- **DO THIS**: Swap "Give" for "Return" everywhere it occurs in the material, and repeat all the lines with nothing else changed.
====== DATA LISTING
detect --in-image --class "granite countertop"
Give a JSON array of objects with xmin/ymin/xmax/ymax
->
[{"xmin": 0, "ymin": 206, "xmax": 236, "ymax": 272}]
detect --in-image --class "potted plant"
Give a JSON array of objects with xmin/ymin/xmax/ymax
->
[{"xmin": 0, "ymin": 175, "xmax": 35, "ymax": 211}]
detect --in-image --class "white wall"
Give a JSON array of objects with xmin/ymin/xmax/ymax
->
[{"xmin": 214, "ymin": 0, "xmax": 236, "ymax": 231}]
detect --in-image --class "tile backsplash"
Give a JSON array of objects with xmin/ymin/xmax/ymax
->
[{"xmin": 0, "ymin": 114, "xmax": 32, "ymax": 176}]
============
- **OUTPUT BELOW**:
detect --in-image --class "granite countertop"
Return a JSON array of objects with xmin/ymin/xmax/ymax
->
[{"xmin": 0, "ymin": 206, "xmax": 236, "ymax": 272}]
detect --in-image --class "potted plant"
Return a JSON array of objects with xmin/ymin/xmax/ymax
->
[{"xmin": 0, "ymin": 175, "xmax": 35, "ymax": 211}]
detect --in-image --class "white wall"
Return a JSON array of objects with xmin/ymin/xmax/ymax
->
[{"xmin": 214, "ymin": 0, "xmax": 236, "ymax": 231}]
detect --in-image --class "tile backsplash"
Return a JSON array of objects with xmin/ymin/xmax/ymax
->
[{"xmin": 0, "ymin": 114, "xmax": 32, "ymax": 176}]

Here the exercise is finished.